#### PROMPT:
Produce an exact copy of the lines from the line containing "Seedling-scouting request: tag the wall-mounted" through the last line of the listing below, both ends included, and nothing else.

#### EXTRACTED DATA:
begin
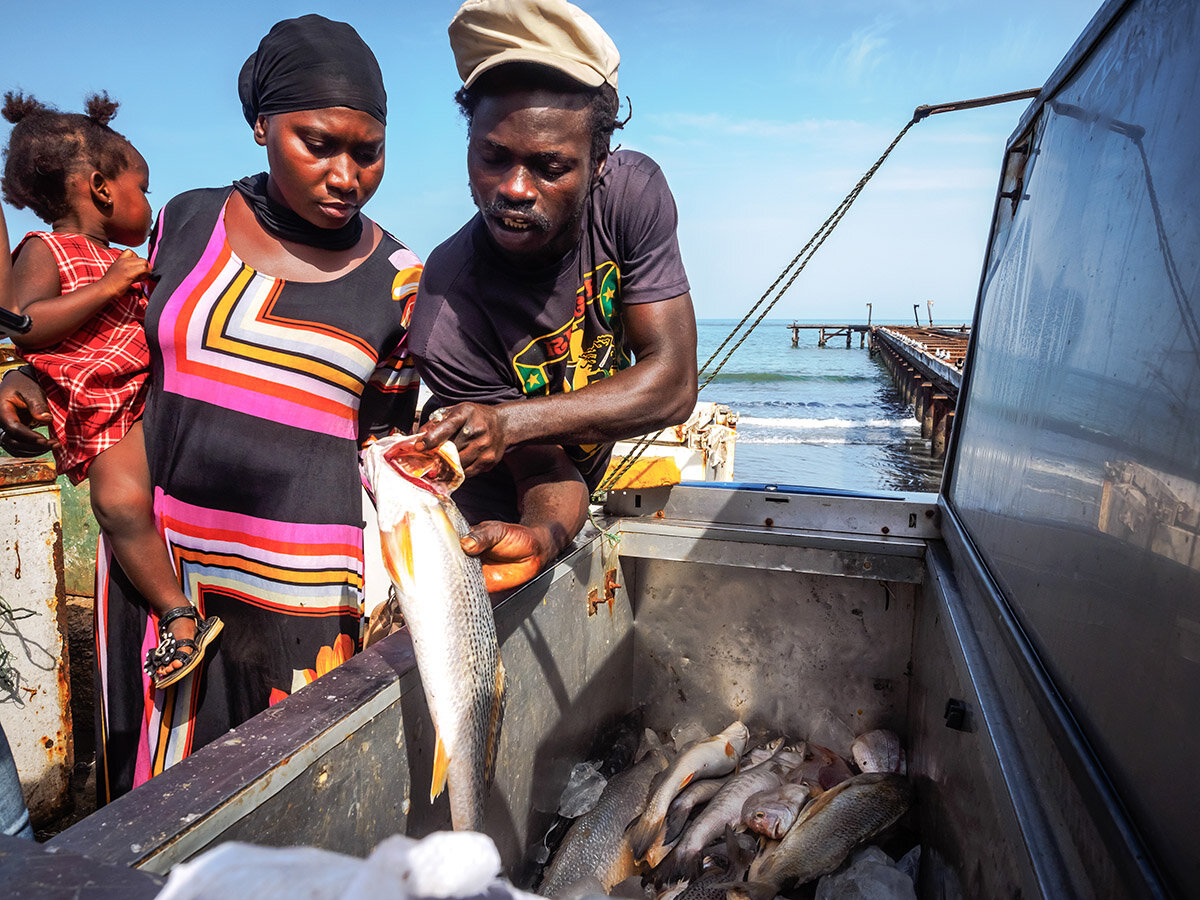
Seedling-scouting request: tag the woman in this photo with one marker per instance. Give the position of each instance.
(275, 333)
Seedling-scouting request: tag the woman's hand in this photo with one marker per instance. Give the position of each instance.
(23, 408)
(477, 430)
(511, 553)
(125, 271)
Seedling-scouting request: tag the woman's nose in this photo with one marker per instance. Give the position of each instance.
(342, 173)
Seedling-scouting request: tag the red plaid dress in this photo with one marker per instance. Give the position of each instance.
(94, 379)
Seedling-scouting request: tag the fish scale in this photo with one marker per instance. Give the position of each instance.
(597, 845)
(448, 612)
(828, 829)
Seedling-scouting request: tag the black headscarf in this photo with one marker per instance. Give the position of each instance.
(310, 63)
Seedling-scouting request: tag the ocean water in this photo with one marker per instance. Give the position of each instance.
(825, 417)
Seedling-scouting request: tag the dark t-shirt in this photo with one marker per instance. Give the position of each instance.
(486, 331)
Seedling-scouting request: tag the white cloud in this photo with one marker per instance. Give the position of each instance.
(863, 53)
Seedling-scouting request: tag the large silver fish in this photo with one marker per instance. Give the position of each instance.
(595, 845)
(723, 811)
(879, 751)
(706, 759)
(445, 605)
(827, 831)
(724, 865)
(772, 813)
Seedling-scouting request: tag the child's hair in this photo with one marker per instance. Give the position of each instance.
(46, 147)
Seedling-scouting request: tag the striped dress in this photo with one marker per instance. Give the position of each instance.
(261, 393)
(94, 379)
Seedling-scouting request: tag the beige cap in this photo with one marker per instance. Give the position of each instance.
(485, 34)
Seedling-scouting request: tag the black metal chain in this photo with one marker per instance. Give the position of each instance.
(803, 258)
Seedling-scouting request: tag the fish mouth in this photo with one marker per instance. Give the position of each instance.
(436, 469)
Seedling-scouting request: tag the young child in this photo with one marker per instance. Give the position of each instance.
(87, 345)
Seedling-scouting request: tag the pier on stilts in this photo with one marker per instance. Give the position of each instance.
(924, 363)
(927, 366)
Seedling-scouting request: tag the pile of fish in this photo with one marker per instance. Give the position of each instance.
(725, 821)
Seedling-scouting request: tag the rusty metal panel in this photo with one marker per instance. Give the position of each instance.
(347, 761)
(79, 538)
(35, 707)
(1078, 448)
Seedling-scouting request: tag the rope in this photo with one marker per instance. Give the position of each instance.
(803, 257)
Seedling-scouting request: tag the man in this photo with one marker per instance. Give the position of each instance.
(529, 319)
(558, 319)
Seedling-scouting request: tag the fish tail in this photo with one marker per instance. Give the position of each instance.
(748, 889)
(493, 724)
(441, 768)
(397, 552)
(643, 834)
(679, 867)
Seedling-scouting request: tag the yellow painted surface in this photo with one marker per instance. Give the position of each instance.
(647, 472)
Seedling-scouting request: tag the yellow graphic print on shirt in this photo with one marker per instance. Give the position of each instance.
(585, 349)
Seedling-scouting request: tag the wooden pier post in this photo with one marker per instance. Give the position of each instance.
(942, 435)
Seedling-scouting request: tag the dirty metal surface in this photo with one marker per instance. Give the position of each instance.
(79, 538)
(773, 550)
(885, 515)
(35, 707)
(815, 657)
(17, 473)
(29, 871)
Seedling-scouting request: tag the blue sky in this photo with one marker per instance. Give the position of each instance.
(763, 115)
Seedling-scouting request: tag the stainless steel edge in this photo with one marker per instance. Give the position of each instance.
(1125, 844)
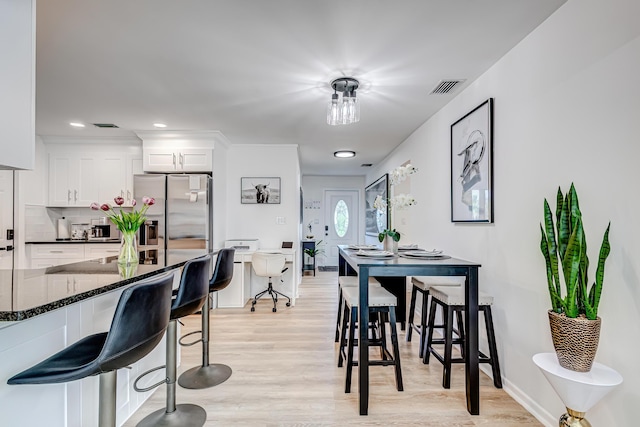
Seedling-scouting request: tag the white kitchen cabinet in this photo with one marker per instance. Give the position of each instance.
(43, 256)
(72, 179)
(133, 167)
(101, 250)
(116, 176)
(162, 159)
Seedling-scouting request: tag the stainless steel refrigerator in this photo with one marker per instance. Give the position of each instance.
(179, 224)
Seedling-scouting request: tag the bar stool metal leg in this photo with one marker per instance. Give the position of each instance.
(181, 415)
(107, 404)
(207, 375)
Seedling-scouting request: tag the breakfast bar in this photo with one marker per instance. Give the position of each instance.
(44, 310)
(351, 263)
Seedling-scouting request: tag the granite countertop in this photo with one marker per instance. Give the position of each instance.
(70, 241)
(30, 292)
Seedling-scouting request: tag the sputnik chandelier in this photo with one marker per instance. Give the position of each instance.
(346, 110)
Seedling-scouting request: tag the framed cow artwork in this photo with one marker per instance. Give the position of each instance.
(260, 190)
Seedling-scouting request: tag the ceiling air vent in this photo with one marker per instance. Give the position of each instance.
(446, 86)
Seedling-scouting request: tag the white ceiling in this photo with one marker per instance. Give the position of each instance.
(259, 70)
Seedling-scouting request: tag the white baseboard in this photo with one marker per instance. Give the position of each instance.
(525, 400)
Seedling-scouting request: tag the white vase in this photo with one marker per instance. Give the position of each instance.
(390, 244)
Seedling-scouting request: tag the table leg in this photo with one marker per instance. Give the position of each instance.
(363, 341)
(472, 374)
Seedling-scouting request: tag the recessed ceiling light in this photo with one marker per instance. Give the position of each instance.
(343, 154)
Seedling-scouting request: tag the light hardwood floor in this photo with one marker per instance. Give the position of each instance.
(285, 374)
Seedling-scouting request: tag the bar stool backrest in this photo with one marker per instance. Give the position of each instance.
(223, 271)
(194, 287)
(139, 322)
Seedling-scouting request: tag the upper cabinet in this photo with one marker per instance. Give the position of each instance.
(82, 174)
(184, 151)
(17, 84)
(72, 179)
(162, 159)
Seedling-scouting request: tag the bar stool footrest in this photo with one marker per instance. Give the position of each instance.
(189, 344)
(144, 374)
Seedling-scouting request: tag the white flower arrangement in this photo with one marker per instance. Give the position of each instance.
(401, 173)
(399, 201)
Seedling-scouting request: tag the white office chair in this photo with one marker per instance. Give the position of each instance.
(269, 265)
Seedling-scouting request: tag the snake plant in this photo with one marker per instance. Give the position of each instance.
(568, 255)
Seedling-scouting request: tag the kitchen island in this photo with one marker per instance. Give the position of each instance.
(44, 310)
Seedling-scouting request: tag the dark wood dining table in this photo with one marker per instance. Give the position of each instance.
(352, 264)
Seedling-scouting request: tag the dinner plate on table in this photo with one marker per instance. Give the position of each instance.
(375, 254)
(363, 247)
(425, 254)
(408, 248)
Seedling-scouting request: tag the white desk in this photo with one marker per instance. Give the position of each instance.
(246, 284)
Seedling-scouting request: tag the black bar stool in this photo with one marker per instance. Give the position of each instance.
(209, 375)
(451, 299)
(192, 293)
(421, 284)
(145, 305)
(348, 282)
(380, 301)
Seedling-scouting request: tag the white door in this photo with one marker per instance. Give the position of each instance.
(341, 222)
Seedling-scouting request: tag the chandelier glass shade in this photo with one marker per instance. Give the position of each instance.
(344, 108)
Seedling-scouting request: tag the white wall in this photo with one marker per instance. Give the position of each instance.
(314, 187)
(567, 103)
(17, 83)
(247, 221)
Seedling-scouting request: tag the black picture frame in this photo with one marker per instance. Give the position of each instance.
(260, 190)
(472, 166)
(375, 219)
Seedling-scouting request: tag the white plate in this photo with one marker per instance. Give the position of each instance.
(363, 247)
(424, 254)
(408, 248)
(375, 254)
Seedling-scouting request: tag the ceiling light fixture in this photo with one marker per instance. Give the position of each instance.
(344, 154)
(346, 110)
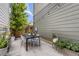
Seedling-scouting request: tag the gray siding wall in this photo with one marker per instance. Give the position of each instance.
(4, 16)
(61, 19)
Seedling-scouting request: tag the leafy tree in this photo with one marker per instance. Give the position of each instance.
(18, 19)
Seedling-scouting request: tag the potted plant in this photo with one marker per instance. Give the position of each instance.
(3, 46)
(18, 19)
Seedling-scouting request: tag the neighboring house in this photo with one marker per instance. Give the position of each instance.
(59, 18)
(4, 17)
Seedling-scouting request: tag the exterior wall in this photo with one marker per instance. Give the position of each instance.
(38, 9)
(61, 19)
(4, 16)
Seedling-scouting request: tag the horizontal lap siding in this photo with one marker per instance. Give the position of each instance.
(62, 20)
(4, 16)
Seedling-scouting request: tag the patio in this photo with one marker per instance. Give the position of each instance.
(18, 49)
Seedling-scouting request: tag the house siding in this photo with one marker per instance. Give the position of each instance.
(4, 16)
(61, 19)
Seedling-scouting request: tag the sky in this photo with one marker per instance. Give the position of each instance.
(30, 12)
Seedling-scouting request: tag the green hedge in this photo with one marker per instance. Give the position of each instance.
(3, 43)
(69, 44)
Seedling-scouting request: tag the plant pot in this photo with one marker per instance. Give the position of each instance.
(3, 51)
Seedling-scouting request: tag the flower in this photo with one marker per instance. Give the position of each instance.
(55, 40)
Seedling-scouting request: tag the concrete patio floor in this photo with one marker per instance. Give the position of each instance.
(18, 49)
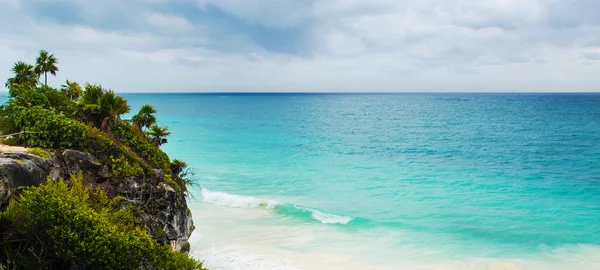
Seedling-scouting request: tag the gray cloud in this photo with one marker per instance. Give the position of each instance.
(307, 45)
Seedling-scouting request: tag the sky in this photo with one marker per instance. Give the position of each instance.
(310, 45)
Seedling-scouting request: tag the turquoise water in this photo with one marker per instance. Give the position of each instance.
(390, 181)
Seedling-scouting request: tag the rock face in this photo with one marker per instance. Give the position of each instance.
(165, 214)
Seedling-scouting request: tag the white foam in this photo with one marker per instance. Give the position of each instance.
(236, 258)
(326, 218)
(235, 201)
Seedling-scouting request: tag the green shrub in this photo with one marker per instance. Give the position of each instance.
(49, 129)
(38, 152)
(140, 144)
(77, 226)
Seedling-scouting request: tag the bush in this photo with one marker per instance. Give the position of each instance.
(137, 141)
(38, 152)
(77, 226)
(49, 129)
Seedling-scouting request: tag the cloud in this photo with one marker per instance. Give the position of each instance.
(592, 55)
(309, 45)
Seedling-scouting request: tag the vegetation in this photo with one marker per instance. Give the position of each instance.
(72, 90)
(145, 117)
(60, 225)
(45, 63)
(38, 152)
(158, 135)
(57, 226)
(24, 76)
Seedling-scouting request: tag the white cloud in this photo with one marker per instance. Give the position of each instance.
(169, 22)
(351, 45)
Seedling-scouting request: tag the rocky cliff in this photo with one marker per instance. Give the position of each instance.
(163, 210)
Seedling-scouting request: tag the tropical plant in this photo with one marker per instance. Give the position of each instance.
(62, 226)
(72, 90)
(102, 107)
(145, 117)
(158, 134)
(177, 166)
(46, 62)
(25, 76)
(112, 107)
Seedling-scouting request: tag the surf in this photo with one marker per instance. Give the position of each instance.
(280, 208)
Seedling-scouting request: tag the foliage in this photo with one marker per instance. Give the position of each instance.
(158, 135)
(25, 76)
(102, 107)
(145, 117)
(137, 142)
(55, 226)
(45, 62)
(50, 129)
(72, 90)
(38, 152)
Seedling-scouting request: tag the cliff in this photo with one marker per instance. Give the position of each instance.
(164, 211)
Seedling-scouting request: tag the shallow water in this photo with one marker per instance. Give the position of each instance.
(390, 181)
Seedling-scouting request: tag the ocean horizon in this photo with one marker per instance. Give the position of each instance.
(389, 180)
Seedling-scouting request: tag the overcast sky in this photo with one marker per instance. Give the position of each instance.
(310, 45)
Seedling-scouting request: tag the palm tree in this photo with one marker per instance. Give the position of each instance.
(72, 90)
(158, 134)
(177, 166)
(112, 107)
(145, 117)
(45, 63)
(24, 75)
(102, 107)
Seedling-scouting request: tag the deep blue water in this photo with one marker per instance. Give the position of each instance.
(452, 176)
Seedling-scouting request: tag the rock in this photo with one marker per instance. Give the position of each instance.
(165, 214)
(77, 162)
(20, 169)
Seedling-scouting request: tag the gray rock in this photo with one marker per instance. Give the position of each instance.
(21, 170)
(165, 214)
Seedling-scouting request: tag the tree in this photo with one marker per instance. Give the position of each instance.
(72, 90)
(45, 63)
(112, 107)
(102, 107)
(24, 75)
(158, 134)
(145, 117)
(177, 166)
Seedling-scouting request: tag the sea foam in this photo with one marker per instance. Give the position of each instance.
(249, 202)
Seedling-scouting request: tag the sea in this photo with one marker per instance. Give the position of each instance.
(389, 181)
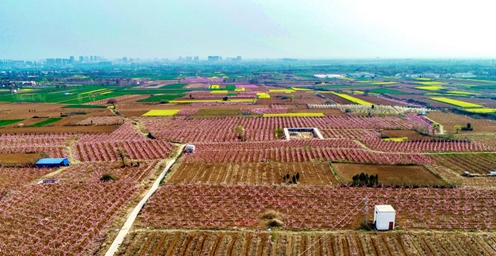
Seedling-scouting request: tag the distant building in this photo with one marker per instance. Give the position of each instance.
(214, 58)
(52, 162)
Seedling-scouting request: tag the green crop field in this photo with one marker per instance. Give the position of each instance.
(387, 91)
(158, 98)
(78, 95)
(46, 122)
(84, 106)
(9, 121)
(174, 86)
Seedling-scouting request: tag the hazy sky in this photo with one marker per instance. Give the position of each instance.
(37, 29)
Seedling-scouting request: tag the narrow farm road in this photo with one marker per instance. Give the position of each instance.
(132, 217)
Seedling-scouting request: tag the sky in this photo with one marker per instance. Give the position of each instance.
(310, 29)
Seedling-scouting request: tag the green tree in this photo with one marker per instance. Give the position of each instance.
(458, 128)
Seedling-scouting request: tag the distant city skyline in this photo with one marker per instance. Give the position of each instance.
(315, 29)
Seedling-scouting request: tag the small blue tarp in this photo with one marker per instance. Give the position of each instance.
(52, 162)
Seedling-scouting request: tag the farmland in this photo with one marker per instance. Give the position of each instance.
(302, 243)
(246, 188)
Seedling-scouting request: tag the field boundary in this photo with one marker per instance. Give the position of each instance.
(132, 217)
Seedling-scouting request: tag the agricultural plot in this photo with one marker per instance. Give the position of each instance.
(51, 145)
(46, 122)
(352, 99)
(474, 163)
(164, 112)
(262, 129)
(143, 242)
(458, 103)
(41, 219)
(19, 159)
(427, 146)
(9, 122)
(450, 120)
(316, 207)
(310, 173)
(390, 175)
(104, 147)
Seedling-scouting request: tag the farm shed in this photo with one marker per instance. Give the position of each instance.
(52, 162)
(384, 217)
(190, 148)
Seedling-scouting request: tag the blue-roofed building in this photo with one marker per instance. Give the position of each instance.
(52, 162)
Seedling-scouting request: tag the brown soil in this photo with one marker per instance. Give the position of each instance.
(337, 99)
(327, 112)
(388, 174)
(61, 129)
(159, 242)
(412, 135)
(195, 85)
(20, 159)
(449, 120)
(379, 101)
(311, 173)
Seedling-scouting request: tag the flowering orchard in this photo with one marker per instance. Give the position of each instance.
(54, 145)
(316, 207)
(92, 172)
(267, 173)
(426, 146)
(103, 147)
(303, 154)
(262, 129)
(59, 219)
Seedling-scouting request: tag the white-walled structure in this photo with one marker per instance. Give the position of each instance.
(384, 217)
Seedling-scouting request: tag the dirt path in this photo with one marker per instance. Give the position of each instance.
(132, 217)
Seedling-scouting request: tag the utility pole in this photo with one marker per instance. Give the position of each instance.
(366, 209)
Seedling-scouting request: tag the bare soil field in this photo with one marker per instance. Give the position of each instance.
(310, 173)
(61, 129)
(20, 159)
(336, 99)
(327, 112)
(379, 101)
(389, 174)
(411, 135)
(449, 120)
(157, 242)
(196, 85)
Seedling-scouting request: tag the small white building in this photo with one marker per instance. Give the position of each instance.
(384, 217)
(190, 148)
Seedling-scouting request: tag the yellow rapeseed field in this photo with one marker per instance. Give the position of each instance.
(352, 99)
(161, 112)
(457, 103)
(430, 87)
(295, 115)
(263, 95)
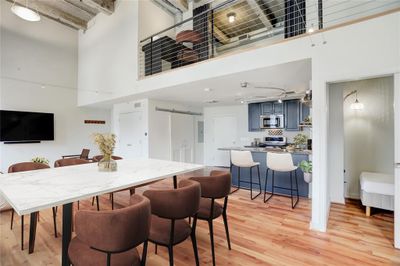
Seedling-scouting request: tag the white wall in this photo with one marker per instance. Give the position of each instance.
(368, 133)
(39, 74)
(160, 136)
(345, 56)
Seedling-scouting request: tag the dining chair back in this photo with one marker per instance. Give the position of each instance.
(111, 237)
(215, 186)
(170, 208)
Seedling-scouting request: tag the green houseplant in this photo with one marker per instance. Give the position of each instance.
(306, 167)
(40, 160)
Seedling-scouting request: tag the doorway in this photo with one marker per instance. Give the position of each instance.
(131, 135)
(361, 141)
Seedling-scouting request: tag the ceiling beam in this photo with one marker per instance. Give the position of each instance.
(55, 14)
(104, 6)
(256, 7)
(182, 5)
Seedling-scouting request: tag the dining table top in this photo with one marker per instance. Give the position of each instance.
(33, 191)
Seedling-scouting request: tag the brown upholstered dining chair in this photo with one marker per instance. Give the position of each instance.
(23, 167)
(84, 155)
(75, 161)
(111, 237)
(215, 186)
(98, 158)
(169, 209)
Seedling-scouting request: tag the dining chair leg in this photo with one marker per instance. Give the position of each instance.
(32, 231)
(55, 221)
(291, 189)
(22, 232)
(144, 253)
(97, 203)
(171, 255)
(194, 242)
(12, 218)
(224, 216)
(210, 225)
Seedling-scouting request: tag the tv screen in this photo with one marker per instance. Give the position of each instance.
(18, 126)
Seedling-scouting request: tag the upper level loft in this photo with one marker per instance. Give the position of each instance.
(206, 29)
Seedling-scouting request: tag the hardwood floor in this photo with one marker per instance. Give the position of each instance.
(261, 234)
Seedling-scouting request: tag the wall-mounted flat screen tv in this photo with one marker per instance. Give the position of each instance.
(16, 126)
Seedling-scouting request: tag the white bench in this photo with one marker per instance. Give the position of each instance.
(377, 191)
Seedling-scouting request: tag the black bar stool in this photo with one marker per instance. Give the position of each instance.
(244, 159)
(281, 162)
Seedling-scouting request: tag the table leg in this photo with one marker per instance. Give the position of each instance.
(67, 231)
(175, 182)
(32, 231)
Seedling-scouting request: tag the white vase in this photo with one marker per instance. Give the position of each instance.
(308, 177)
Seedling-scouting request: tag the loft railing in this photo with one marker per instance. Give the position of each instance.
(236, 24)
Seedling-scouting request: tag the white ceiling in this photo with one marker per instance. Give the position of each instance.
(294, 76)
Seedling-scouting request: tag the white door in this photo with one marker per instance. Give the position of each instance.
(182, 138)
(397, 160)
(131, 135)
(225, 135)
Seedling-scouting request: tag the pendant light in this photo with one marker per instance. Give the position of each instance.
(25, 12)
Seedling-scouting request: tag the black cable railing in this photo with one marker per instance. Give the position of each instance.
(235, 24)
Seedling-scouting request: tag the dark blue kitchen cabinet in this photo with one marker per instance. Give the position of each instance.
(254, 116)
(271, 108)
(267, 108)
(292, 115)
end
#### RIGHT ANSWER:
Seedling-scouting request: tag the wall-mounted flat screen tv in this photo with one marker per instance. Give the position of each instance.
(16, 126)
Seedling-scouting request: tag the white bench in this photo with one marker per instance. Give the position of each instance.
(377, 191)
Seedling-scouting request: tag the black bar stool in this photo with one marker per instance. Give the position of each instance.
(244, 159)
(281, 162)
Seedling-scouting request: tag the table leg in this photo with one marker per instance. Give the position of each instance.
(67, 231)
(175, 182)
(32, 231)
Seedling-scouting request: tag the white vase in this photo with one marker per instance. Give the position of each instance.
(308, 177)
Seedling-scouting request: tag the loft railing in this photo with one marker per instance. Give the position of each instance.
(236, 24)
Seedling-scouting request: tag the white ceiling in this photo with one marker per instance. Give the position of each instance.
(294, 76)
Seedling-scouting request: tag the white door in this photo with one marker per instance. Give the position of each instance.
(182, 138)
(397, 160)
(131, 135)
(225, 135)
Seedling-scouting request: tag the pendant light in this photo with one marker per instance. Give the position of each instance.
(25, 12)
Seedling-scouting request: tag the black cable railing in this photo with one marker per instance. Give the position of each instance.
(235, 24)
Seedling-scouting request: tag the dark blue kitchen cabinet in this photo with one marker per instance. Give the position of each instance.
(254, 116)
(271, 108)
(267, 108)
(292, 115)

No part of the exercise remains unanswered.